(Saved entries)
=-=-=

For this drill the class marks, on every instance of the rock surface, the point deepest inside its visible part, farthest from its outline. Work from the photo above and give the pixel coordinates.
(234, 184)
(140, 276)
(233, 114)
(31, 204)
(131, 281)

=-=-=

> _Task requirements_
A complete, exact transcription of the data above is required.

> _Task output_
For this drill the class marks, on every instance of the rock surface, the point deepest inside its visible part, farthest from its outline. Work from the photo above and give the pixel coordinates.
(234, 184)
(140, 276)
(233, 114)
(31, 204)
(131, 281)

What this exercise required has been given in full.